■ Brief:
In the material below, copy out word for word the lines from the one containing "trace --target distant" through the one containing "211], [464, 210]]]", including both of those lines.

[Items taken from a dataset]
###

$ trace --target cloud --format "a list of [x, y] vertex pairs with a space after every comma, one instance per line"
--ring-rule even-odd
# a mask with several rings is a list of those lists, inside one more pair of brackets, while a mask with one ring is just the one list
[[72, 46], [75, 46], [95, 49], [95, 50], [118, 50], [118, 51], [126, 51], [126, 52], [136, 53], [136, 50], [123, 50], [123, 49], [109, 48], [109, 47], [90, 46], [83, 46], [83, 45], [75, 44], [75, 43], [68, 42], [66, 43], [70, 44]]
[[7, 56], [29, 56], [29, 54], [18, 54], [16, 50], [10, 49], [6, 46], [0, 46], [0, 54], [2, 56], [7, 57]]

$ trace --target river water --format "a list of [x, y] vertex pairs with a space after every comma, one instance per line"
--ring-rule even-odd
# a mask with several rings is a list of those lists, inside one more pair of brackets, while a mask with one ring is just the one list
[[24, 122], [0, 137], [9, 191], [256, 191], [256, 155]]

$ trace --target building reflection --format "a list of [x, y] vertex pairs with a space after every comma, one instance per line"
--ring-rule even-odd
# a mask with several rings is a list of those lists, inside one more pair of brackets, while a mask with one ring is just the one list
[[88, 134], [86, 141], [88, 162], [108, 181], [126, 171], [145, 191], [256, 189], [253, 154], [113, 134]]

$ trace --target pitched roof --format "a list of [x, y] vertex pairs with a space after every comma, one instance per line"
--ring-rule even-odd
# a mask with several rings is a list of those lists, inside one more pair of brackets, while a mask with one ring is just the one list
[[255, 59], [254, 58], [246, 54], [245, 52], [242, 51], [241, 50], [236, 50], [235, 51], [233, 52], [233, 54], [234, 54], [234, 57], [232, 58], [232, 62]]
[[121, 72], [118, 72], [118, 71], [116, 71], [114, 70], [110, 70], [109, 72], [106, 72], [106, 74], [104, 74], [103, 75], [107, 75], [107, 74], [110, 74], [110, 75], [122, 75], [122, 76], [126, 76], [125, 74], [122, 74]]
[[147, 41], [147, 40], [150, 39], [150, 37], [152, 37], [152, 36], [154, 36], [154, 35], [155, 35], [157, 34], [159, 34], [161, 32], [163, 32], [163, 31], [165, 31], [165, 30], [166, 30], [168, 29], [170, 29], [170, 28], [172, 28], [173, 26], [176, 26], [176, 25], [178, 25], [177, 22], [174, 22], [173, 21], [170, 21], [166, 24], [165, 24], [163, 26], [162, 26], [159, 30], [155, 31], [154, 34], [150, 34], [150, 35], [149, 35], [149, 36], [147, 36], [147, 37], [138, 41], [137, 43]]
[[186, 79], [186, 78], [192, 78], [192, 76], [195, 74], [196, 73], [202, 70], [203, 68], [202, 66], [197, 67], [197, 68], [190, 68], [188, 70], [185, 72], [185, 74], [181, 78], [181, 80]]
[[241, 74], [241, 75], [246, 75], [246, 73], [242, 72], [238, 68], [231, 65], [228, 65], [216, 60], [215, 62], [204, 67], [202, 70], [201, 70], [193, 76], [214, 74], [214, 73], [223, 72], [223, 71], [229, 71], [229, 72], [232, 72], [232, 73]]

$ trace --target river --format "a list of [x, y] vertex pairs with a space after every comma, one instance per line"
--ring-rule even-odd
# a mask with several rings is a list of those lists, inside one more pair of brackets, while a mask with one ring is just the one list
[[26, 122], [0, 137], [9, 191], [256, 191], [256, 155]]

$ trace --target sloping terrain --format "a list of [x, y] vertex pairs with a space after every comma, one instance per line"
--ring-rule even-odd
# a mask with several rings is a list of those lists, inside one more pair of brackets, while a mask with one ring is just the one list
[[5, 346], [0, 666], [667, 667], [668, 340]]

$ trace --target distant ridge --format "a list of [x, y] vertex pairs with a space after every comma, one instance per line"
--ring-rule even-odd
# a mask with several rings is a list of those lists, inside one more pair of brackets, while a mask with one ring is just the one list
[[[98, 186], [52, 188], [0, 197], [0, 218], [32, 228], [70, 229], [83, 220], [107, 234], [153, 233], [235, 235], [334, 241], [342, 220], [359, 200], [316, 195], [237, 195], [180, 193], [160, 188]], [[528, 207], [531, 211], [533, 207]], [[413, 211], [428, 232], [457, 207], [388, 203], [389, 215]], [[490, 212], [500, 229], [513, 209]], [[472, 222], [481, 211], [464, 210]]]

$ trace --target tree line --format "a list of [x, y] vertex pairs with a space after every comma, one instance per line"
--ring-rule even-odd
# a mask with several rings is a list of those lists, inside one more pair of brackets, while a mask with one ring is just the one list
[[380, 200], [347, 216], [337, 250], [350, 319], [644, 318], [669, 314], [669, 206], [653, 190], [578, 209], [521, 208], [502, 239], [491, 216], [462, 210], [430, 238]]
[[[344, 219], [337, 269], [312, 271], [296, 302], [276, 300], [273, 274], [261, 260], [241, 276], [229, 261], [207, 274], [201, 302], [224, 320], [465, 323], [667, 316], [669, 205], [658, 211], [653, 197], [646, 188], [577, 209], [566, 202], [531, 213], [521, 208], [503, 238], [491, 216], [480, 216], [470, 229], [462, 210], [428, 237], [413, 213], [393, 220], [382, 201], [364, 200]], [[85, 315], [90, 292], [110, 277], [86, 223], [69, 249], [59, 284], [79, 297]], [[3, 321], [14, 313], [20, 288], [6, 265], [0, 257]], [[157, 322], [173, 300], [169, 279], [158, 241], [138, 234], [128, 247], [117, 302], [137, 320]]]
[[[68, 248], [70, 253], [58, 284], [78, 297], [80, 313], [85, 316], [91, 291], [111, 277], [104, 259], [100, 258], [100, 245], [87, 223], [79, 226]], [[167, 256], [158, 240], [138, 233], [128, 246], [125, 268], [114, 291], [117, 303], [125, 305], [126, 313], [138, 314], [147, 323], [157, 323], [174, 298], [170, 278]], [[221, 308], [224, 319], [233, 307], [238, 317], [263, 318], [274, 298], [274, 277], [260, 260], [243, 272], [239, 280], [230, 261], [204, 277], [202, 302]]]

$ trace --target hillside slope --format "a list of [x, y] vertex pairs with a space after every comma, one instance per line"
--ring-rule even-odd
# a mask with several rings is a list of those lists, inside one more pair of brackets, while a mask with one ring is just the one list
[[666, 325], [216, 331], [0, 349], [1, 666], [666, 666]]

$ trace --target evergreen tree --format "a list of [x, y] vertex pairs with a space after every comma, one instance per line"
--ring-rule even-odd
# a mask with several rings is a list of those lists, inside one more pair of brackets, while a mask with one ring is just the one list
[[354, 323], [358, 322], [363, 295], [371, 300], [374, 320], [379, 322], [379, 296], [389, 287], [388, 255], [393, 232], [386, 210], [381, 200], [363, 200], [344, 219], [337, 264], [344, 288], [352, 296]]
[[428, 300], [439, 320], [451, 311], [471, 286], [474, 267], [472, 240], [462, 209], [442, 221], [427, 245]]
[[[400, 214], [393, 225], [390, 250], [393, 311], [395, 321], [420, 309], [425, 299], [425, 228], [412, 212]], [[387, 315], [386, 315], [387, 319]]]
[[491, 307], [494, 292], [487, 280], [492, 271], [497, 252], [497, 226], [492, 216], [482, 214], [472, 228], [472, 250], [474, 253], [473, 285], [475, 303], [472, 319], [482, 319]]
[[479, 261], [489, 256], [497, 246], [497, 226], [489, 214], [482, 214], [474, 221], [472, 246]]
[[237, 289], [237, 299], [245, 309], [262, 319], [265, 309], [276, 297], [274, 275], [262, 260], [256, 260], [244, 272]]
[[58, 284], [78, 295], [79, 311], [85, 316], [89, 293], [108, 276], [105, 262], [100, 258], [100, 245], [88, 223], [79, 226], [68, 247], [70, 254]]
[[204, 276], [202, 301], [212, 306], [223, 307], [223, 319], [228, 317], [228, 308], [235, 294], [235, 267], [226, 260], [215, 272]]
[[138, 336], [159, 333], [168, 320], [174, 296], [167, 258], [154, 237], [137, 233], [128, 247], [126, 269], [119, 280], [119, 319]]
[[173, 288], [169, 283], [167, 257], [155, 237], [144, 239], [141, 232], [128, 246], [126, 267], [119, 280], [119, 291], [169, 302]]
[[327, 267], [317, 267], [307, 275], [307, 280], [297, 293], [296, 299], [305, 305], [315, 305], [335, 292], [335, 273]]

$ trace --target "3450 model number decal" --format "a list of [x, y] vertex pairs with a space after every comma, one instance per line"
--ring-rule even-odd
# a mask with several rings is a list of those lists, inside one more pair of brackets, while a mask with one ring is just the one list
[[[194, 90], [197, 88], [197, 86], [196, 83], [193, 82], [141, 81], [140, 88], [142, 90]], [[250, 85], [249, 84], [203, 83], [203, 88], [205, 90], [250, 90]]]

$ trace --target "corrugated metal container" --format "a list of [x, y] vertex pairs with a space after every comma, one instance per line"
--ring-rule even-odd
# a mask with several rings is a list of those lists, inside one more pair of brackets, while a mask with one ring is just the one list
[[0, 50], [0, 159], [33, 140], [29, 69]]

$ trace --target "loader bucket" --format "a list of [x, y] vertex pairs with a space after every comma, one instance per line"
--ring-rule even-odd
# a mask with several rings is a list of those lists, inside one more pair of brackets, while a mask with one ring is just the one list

###

■ Correct output:
$ trace --target distant ridge --format "a list of [x, y] vertex pairs with a space after every comma, one instance per line"
--ring-rule even-odd
# a mask with several rings is a list of those lists, inside one more pair of brackets, while a mask with one ring is just the one list
[[[98, 186], [52, 188], [0, 197], [0, 218], [32, 228], [70, 229], [83, 220], [107, 234], [153, 233], [235, 235], [334, 241], [342, 220], [359, 200], [316, 195], [237, 195], [180, 193], [160, 188]], [[528, 207], [531, 211], [533, 207]], [[413, 211], [428, 232], [457, 207], [388, 203], [389, 215]], [[490, 212], [500, 229], [513, 209]], [[472, 222], [481, 211], [464, 210]]]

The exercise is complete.